- **Description of the task**:
Transcribe everything in the data word for word. Pictures are left out.

- **Source data**:
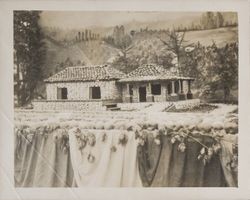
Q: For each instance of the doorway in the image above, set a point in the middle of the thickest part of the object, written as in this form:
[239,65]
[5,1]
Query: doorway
[95,93]
[142,94]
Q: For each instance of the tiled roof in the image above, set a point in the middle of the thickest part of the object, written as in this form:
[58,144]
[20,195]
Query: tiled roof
[86,73]
[152,72]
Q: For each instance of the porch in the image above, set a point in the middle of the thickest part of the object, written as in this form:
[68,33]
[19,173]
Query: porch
[157,91]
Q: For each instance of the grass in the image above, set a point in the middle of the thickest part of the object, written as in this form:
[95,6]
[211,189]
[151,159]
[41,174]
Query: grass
[202,108]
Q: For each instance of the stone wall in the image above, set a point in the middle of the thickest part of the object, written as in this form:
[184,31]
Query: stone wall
[65,105]
[145,105]
[157,98]
[187,103]
[80,90]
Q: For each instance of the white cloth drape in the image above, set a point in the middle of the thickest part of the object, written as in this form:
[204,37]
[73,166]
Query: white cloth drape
[117,168]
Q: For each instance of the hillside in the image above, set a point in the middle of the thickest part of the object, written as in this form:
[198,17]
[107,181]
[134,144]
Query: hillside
[146,47]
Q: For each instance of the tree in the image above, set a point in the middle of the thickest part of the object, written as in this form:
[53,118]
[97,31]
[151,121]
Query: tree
[175,45]
[29,54]
[225,71]
[219,20]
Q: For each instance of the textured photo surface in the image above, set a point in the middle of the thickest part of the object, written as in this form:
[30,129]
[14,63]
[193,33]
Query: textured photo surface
[125,99]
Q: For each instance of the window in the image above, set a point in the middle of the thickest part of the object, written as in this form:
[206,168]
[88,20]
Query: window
[156,89]
[95,93]
[169,88]
[62,93]
[176,87]
[131,90]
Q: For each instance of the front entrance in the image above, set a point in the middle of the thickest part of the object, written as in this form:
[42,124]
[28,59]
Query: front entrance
[142,94]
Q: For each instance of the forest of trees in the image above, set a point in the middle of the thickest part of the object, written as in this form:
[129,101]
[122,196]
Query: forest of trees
[29,54]
[215,68]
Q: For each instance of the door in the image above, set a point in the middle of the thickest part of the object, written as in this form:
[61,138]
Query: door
[142,94]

- **Exercise response**:
Q: For each instance of the doorway in the image above, set a point in the middle of the thickest part of the object, written as in this form:
[239,65]
[5,1]
Query: doorway
[95,93]
[142,94]
Q: For each instance of the tiled roof in the image above, set a point in the middle of the thickest part of the object, written as in this form:
[58,144]
[20,195]
Query: tiled roof
[86,73]
[152,72]
Q: For each instance of the porch in the image above, set a point in the middle of the thickest part of the object, written as in this form:
[68,33]
[19,173]
Query: porch
[157,91]
Q: For each instance of the grass in the image above, set a point in the middle of the thickest part of the object, written as in this form:
[95,6]
[211,189]
[151,159]
[41,174]
Query: grass
[202,108]
Q: For each instance of the stone wall in the image above, set a point in the middle of the thickest part of the object, written as in this form:
[184,31]
Query: stone wall
[65,105]
[145,105]
[157,98]
[187,103]
[80,90]
Q: For each instance of the white cloth drape in the image above, set a point in the middle of the thickest part of the object, written as in this form:
[204,37]
[73,166]
Query: white cloth drape
[117,168]
Q: For each instance of the hillside in the image above, set a point in the middle of the thickest part of the object, written as in this form:
[198,17]
[107,181]
[134,144]
Query: hillside
[146,47]
Q: For each instance of the tree in the image above, set a point in the middle of the thickest part of the object, written as in this form:
[53,118]
[97,31]
[151,121]
Query: tree
[175,45]
[29,54]
[225,71]
[219,20]
Q: For each instance of the textured photo surface in the image above, set a point in the middle of the thickest part of the object, written as in this form:
[30,129]
[14,63]
[193,33]
Query: textured photo surface
[125,99]
Q: For each instance of the window in the image above, set a point in the middle of the thickest part of the object, written as in this form:
[206,168]
[88,20]
Query: window
[156,89]
[95,93]
[169,88]
[62,93]
[176,87]
[131,90]
Q: For each instance of the front entrance in the image above, set a point in the middle of the thickest part of the object, written as in this form:
[42,124]
[28,59]
Query: front entrance
[142,94]
Q: For each instance of the forest of trees in the image above, set a point in the middle of the thickest part of the object, written as in this form:
[129,101]
[122,196]
Query: forest of trees
[29,54]
[215,68]
Q: For each instance of the door in the image above, set a point in the middle of the thickest part of the object, written as in this form:
[61,138]
Query: door
[142,94]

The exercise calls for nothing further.